→ TEXTO FORNECIDO
Ver Currículo - Fernando C. Straube • 04 de April de 2024
Durante os oito anos que se passaram entre 1956 e 1963, existiu em Curitiba uma entidade chamada Instituto de História Natural (IHN). Sobre ela pesava o encargo de guardar e proteger uma preciosa coleção de animais empalhados e plantas secas que eram usados para pesquisas científicas, e claro, para educação, por meio de exposições permanentes. Outrora fazendo parte do Museu Paranaense (fundado em 1876), o IHN surgiu a partir da tendência nacional de separar os grandes museus de acordo com a finalidade de seus acervos. Naquele tempo, os gestores não viam mais sentido em manter os museus de história e arte junto com os museus de biodiversidade (História Natural); e foi assim que as peças biológicas apartaram-se da secular instituição cultural curitibana.
O grande desafio encontrado para preservar essa valiosa documentação não era propriamente a falta de dedicação de seus funcionários – isso havia de sobra, bem como um enorme idealismo e visão de futuro. Faltava, isso sim, uma sede que fosse apropriada para mostrar ao público as informações sobre nossa fauna e flora e também para se fazer pesquisas biológicas de qualidade. Afinal, desde o tempo em que mantinha-se sob o mesmo teto do Museu Paranaense, as coleções foram jogadas para lá e para cá, em espaços precários, mal localizados e resistindo a inaceitáveis surtos de abandono. “São peças de beleza comparável à dos museus europeus”, diziam; “testemunham a riqueza de nossa natureza e servem como matéria-prima para importantes estudos”, concluiam...

→ MATERIAL FORNECIDO
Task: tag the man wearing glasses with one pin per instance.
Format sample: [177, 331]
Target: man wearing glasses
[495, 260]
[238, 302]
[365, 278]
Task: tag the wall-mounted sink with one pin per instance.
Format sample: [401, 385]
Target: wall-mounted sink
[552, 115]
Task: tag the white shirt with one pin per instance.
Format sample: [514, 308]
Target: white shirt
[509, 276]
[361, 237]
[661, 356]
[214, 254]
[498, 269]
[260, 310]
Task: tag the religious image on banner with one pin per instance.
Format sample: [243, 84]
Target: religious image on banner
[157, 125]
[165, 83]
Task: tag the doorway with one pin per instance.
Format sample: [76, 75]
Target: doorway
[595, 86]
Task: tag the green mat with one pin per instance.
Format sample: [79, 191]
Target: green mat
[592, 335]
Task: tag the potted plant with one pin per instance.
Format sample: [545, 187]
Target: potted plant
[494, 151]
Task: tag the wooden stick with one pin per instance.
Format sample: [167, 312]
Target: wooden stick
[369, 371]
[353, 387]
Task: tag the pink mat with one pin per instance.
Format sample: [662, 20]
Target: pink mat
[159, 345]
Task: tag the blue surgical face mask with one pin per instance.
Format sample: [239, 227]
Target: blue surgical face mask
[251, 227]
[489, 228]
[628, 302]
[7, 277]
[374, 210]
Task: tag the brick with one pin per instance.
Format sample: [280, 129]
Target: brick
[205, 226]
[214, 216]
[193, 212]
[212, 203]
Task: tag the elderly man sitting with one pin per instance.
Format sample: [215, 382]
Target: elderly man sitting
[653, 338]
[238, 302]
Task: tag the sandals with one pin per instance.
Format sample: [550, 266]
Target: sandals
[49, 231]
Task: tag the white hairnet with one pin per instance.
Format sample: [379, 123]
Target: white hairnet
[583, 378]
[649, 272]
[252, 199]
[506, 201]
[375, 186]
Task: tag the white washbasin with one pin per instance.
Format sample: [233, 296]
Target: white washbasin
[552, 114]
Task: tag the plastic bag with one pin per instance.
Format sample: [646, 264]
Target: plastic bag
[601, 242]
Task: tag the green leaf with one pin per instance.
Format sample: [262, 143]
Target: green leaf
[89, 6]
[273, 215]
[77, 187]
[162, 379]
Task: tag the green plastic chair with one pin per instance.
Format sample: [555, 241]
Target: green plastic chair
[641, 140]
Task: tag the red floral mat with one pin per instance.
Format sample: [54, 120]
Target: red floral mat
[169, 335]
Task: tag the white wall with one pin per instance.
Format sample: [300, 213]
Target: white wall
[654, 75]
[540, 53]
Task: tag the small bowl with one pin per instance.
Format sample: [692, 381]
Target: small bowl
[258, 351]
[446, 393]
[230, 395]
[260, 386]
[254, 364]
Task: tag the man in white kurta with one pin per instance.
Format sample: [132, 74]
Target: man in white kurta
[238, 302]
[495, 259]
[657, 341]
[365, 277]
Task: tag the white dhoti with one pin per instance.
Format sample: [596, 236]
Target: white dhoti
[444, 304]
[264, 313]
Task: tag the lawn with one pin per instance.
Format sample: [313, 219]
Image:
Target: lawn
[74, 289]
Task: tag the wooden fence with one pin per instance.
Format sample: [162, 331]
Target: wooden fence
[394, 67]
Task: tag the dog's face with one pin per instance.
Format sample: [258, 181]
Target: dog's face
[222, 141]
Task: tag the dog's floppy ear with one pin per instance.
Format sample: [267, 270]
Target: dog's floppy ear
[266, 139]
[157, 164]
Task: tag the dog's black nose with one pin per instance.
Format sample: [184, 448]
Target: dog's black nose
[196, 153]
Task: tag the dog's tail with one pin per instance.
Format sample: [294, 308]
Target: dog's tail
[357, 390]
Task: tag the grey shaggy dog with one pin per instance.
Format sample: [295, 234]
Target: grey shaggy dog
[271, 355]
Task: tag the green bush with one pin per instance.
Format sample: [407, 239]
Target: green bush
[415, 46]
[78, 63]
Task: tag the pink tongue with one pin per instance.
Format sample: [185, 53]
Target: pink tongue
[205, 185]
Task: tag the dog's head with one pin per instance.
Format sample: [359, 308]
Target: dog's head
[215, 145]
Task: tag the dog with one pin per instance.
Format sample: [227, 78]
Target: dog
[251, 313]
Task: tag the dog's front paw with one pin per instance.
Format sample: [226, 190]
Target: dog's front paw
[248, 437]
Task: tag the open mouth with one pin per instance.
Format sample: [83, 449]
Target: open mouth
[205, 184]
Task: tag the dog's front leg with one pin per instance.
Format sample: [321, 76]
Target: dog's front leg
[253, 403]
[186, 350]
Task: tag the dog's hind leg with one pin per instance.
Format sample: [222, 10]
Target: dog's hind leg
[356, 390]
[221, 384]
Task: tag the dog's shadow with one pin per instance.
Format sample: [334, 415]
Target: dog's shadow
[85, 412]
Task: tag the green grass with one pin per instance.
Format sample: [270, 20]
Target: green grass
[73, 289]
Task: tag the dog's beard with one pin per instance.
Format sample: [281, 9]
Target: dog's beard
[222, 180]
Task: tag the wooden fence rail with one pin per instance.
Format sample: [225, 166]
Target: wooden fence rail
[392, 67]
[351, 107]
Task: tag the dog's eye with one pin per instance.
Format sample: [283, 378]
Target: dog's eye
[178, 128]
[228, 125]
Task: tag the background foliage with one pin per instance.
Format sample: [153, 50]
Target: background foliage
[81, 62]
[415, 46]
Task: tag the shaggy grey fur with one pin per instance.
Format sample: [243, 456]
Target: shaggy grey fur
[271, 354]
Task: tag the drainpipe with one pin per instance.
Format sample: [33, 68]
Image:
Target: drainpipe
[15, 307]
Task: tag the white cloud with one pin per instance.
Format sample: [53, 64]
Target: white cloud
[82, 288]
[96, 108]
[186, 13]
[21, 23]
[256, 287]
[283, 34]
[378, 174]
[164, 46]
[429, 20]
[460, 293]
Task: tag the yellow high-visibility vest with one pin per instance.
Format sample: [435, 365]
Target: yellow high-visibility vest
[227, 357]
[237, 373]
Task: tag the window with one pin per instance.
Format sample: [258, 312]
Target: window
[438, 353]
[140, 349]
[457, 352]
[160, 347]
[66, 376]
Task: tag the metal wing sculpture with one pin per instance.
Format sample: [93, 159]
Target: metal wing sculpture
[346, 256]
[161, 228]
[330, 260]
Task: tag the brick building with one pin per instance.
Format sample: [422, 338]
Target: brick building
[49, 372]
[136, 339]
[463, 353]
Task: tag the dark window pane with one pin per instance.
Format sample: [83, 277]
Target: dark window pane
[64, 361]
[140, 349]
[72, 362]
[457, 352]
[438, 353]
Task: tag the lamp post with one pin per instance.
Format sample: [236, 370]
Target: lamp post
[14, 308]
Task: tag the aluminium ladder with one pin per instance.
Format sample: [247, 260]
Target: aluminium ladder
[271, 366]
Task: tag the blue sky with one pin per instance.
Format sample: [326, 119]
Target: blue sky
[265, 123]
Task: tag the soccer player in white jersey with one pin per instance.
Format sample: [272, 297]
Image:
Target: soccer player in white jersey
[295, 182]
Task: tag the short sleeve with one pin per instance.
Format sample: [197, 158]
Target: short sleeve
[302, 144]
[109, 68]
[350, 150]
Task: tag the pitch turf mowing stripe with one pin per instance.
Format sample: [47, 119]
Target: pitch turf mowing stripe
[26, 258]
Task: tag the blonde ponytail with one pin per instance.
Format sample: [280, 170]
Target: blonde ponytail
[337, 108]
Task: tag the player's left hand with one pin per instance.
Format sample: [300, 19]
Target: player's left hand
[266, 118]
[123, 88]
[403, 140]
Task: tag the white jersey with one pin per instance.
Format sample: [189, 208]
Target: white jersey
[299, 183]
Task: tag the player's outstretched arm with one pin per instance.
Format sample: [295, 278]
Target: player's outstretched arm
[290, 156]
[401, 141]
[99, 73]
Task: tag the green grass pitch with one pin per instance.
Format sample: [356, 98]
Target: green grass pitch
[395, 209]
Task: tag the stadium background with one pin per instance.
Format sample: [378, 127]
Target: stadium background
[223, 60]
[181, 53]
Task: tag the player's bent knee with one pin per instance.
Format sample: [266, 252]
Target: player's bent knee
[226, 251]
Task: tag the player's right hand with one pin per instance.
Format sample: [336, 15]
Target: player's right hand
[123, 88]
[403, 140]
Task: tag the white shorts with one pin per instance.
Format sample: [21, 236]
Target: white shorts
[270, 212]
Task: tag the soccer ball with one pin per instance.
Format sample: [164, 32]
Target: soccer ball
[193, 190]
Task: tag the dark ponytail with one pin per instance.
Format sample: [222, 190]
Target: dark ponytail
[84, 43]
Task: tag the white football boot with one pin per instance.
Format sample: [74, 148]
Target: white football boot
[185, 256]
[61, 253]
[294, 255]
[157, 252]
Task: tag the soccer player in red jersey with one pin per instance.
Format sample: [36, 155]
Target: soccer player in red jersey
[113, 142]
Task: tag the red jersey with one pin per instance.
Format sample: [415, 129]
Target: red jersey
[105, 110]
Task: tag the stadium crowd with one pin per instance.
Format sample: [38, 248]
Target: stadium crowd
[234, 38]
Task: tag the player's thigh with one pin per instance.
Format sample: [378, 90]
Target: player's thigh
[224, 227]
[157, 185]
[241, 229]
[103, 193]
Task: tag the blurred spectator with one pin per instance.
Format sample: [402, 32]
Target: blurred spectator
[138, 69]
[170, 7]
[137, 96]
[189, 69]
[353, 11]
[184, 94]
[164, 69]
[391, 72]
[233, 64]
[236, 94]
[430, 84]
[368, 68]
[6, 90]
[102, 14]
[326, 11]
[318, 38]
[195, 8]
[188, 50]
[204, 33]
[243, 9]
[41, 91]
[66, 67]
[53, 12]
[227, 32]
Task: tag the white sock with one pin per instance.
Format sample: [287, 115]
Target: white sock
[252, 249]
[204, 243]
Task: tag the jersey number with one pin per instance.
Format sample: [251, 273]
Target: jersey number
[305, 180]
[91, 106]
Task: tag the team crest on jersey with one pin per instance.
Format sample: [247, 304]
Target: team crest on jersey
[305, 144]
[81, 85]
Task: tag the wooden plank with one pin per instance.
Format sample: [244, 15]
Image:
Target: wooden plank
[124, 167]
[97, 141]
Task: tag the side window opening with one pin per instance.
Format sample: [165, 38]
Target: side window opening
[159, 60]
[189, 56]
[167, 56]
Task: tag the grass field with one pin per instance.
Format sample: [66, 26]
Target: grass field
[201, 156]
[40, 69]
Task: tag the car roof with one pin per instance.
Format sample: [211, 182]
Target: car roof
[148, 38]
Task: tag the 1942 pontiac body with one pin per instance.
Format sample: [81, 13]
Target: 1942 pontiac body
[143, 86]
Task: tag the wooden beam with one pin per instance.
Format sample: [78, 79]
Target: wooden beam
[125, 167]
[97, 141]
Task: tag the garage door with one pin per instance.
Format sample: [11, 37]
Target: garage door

→ INSTRUÇÕES
No texto sobre o Instituto de História Natural, transforme em lista o parágrafo iniciado por “Durante os oito anos”, conservando seus fatos principais.

→ RESULTADO DO EXERCÍCIO
- Entre 1956 e 1963, existiu em Curitiba o Instituto de História Natural (IHN).
- Sua função era guardar e proteger uma coleção de animais empalhados e plantas secas, usada em pesquisas científicas e na educação, por meio de exposições permanentes.
- O IHN havia feito parte do Museu Paranaense, fundado em 1876.
- Surgiu da tendência nacional de separar os grandes museus conforme a finalidade de seus acervos.
- Os gestores já não viam sentido em manter os museus de história e arte junto aos de história natural. Por isso, as peças biológicas se separaram da instituição cultural curitibana.